— TASK INSTRUCTIONS —
All lines from the one containing "Target: facial hair" to the end of the entries below must be output exactly, and no other lines.

Collected data entries
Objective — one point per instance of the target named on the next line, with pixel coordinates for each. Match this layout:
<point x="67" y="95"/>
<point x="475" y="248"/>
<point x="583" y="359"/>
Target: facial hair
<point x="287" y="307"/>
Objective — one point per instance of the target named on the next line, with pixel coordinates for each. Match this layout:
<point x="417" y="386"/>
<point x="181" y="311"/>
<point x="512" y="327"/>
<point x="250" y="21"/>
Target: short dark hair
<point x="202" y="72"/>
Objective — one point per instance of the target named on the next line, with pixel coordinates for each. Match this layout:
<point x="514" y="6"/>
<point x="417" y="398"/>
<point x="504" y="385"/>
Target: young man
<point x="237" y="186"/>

— WRITTEN SOLUTION —
Target: facial hair
<point x="287" y="307"/>
Objective — one point per instance of the target named on the next line, with pixel coordinates for each. Match this layout:
<point x="417" y="386"/>
<point x="181" y="311"/>
<point x="512" y="327"/>
<point x="250" y="21"/>
Target: short dark hair
<point x="202" y="72"/>
Objective — one point per instance of the target named on the next line, with pixel coordinates for each. Match this layout:
<point x="514" y="6"/>
<point x="417" y="398"/>
<point x="504" y="385"/>
Target: young man
<point x="237" y="186"/>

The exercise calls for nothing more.